***** Page excerpt *****

The one per cent income tax cut and the first time buyer mortage relief caught the headlines but the main areas of change delivered by Minister Brian Cowen in his third budget will impact on small business
Owners of businesses looking for outside investors or investors looking to invest in unquoted companies will continue to be able to take advantage of the tax incentive known as the Business Expansion Scheme (BES). 
This scheme provides individual investors with tax relief in respect of investment in certain manufacturing, service, tourism, R & D and plant cultivation companies, companies formed for the purpose of constructing and leasing advance factory buildings and certain music recording activities. BES can substantially reduce the cost to an investor of his/her investment and enhances the ability of eligible companies to attract outside investment.
The amount of funds that can be raised by a company has been increased from €1 million to €2 million, with effect from 1 January 2007, while the amount that an individual can invest in such companies has also been increased from €31,750 to €150,000 and is available for relief at the taxpayer’s marginal rate of income tax.
Seed capital relief for investors has also been extended and the amount available for tax relief has been increased from €31,750 to €100,000 per annum.  Broadly, the relief allows employees who leave employment to invest in certain new businesses to claim tax relief based on their investment.  The relief applies to investments in shares of a company and the relief is available against the personal income tax paid over the last 6 years of employment preceding the investment. 
Both schemes are extended by seven years to 31 December 2013 and are both subject to EU approval.
The Minister introduced measures to ease the administrative burden on small companies  which are now companies with a corporation tax bill of €150,000 or less in a 12-month period. He has allowing such companies to base their preliminary corporation tax bill on 100 per cent of the prior period’s liability, where the prior period’s liability was €150,000 or less (on a 12-month basis). 
This removes the uncertainty involved in estimating preliminary tax and removes the possibility for interest to arise on underpayments of tax caused by estimating errors.  This change is effective for preliminary tax payment dates falling after budget day.
New start-up companies with a corporation tax bill of €150,000 or less for their first accounting period (which cannot exceed 12 months) will not be required to pay preliminary tax.
The turnover threshold above which a business must account for VAT on its sales on the invoice basis has been increased from €635,000 to €1,000,000 with effect from 1 March 2007.  Firms with turnover below this revised threshold can pay the VAT on sales when the payment is received rather than when the invoice is issued.  This is indeed a welcome increase for many small businesses and will ease the cash flow disadvantage of having to apply the invoice basis where turnover exceeded €635,000.

*****

**Goal 1:**
In the budget article, what is the new turnover threshold above which a business must account for VAT on the invoice basis?
**Goal 2:**
Please reproduce the budget article word for word, starting with "The Minister introduced" and going on through "pay preliminary tax.".

***** Given records *****

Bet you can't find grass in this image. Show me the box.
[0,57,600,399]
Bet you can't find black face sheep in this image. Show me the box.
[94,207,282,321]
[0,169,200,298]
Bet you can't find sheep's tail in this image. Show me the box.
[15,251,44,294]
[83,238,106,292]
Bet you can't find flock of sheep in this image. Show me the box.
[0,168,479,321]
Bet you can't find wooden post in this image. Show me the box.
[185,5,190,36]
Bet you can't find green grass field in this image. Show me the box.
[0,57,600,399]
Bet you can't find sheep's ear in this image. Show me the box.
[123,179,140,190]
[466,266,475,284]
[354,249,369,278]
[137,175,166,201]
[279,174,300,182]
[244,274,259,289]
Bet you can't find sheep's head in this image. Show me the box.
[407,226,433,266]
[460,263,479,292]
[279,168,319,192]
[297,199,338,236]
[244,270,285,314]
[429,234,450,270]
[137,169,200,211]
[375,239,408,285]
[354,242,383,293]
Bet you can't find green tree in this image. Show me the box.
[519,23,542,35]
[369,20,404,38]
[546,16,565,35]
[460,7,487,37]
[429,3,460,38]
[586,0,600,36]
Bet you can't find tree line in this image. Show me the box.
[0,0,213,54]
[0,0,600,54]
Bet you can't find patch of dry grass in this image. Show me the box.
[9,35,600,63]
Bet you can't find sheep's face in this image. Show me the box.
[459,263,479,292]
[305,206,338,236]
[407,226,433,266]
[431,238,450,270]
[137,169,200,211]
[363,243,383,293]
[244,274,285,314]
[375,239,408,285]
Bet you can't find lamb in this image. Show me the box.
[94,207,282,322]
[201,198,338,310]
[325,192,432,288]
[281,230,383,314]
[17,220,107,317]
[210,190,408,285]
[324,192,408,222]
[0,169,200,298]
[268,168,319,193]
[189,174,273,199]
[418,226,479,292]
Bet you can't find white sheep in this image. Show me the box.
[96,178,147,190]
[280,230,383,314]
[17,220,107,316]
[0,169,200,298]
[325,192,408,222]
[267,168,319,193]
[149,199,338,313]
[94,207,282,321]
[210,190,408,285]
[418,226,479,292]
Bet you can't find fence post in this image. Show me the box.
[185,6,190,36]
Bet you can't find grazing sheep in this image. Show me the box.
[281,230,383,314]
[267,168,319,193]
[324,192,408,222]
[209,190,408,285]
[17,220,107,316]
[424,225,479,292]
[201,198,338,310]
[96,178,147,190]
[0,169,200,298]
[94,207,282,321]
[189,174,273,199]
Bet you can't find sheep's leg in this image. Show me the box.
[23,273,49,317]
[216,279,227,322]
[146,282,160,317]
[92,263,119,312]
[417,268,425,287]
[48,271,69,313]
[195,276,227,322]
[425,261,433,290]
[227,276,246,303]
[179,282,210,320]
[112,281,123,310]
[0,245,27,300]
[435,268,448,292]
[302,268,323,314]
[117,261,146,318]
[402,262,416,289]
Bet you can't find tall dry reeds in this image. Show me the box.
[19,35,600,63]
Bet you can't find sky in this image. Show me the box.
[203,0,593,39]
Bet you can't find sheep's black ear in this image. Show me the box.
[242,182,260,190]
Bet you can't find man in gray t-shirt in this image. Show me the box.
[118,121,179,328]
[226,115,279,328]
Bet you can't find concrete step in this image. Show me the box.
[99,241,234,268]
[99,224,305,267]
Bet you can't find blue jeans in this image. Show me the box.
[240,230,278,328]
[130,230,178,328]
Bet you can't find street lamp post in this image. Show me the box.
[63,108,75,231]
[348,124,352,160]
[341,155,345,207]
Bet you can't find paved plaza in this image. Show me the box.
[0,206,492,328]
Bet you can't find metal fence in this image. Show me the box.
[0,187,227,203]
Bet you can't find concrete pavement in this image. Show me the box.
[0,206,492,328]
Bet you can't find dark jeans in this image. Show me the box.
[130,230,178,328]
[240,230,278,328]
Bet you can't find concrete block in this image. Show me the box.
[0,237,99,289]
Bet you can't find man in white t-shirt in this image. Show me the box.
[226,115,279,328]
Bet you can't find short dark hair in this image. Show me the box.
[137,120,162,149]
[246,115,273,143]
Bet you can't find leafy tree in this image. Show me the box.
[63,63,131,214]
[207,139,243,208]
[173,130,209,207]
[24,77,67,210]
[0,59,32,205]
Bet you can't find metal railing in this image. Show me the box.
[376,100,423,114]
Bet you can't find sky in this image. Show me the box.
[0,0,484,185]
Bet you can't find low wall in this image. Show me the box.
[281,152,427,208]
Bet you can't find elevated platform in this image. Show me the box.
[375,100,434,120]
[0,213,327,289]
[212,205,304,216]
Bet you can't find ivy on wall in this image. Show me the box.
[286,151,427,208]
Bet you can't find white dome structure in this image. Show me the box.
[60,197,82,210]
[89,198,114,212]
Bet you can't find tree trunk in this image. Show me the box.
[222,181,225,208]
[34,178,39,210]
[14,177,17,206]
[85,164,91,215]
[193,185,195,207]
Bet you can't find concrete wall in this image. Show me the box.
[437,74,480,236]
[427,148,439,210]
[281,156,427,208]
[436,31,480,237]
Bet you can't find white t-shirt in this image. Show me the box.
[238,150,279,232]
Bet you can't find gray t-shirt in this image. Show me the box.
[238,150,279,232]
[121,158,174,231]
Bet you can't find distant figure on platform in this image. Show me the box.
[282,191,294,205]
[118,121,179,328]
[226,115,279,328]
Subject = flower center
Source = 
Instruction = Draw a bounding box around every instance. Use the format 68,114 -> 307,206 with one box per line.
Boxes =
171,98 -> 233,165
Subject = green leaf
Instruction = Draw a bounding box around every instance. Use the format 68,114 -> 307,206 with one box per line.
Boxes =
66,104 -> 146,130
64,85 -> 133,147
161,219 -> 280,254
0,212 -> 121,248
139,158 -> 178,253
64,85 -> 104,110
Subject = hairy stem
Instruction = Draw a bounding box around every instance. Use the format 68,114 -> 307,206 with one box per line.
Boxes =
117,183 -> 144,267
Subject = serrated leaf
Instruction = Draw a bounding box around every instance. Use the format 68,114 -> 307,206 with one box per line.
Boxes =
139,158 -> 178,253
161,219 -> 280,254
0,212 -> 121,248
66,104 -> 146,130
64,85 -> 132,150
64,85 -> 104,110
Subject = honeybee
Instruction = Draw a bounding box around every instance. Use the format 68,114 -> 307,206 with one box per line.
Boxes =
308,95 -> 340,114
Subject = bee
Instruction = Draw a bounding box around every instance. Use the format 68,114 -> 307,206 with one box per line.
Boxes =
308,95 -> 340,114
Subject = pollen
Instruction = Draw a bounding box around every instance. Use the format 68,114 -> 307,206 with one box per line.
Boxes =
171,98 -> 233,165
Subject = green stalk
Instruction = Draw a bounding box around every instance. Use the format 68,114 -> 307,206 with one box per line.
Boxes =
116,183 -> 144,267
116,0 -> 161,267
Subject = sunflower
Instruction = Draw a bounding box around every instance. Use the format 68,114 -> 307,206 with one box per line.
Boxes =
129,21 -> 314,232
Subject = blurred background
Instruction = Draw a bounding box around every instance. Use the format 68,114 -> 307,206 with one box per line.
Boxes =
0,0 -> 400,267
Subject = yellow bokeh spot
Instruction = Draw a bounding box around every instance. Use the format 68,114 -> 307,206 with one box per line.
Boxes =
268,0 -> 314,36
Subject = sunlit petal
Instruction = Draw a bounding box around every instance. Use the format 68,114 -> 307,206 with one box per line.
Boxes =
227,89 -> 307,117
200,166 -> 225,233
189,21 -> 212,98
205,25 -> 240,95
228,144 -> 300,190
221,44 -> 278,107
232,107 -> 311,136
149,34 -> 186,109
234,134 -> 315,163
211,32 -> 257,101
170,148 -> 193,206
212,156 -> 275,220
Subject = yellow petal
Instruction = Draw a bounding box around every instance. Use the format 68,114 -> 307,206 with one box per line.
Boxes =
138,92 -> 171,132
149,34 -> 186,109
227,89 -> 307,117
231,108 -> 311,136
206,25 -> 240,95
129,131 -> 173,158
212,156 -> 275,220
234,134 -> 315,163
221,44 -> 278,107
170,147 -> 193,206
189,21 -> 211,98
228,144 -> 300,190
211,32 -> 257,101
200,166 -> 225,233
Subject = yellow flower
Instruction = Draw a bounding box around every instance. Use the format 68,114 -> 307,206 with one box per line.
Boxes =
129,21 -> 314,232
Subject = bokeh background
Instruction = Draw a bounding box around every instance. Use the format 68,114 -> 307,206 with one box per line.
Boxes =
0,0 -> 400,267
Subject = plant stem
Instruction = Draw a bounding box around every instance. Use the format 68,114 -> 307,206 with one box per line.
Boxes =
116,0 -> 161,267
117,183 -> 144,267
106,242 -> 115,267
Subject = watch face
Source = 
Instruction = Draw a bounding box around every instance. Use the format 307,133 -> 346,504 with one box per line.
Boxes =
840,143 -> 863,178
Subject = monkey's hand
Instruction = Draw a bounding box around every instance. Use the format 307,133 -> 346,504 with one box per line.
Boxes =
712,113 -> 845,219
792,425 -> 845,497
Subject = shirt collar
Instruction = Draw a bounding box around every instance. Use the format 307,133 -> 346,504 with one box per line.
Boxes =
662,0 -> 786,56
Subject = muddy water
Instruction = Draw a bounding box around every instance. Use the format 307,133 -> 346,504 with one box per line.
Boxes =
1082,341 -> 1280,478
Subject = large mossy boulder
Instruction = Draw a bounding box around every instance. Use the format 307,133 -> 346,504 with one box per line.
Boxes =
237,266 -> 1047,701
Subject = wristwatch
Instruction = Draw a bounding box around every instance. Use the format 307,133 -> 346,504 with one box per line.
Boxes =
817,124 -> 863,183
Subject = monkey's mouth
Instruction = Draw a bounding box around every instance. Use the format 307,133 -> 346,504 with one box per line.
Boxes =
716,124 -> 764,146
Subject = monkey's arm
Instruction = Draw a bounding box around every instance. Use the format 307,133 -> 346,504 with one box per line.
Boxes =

*****

**Full response 1:**
€1,000,000, raised from €635,000 with effect from 1 March 2007.

**Full response 2:**
The Minister introduced measures to ease the administrative burden on small companies  which are now companies with a corporation tax bill of €150,000 or less in a 12-month period. He has allowing such companies to base their preliminary corporation tax bill on 100 per cent of the prior period’s liability, where the prior period’s liability was €150,000 or less (on a 12-month basis). 
This removes the uncertainty involved in estimating preliminary tax and removes the possibility for interest to arise on underpayments of tax caused by estimating errors.  This change is effective for preliminary tax payment dates falling after budget day.
New start-up companies with a corporation tax bill of €150,000 or less for their first accounting period (which cannot exceed 12 months) will not be required to pay preliminary tax.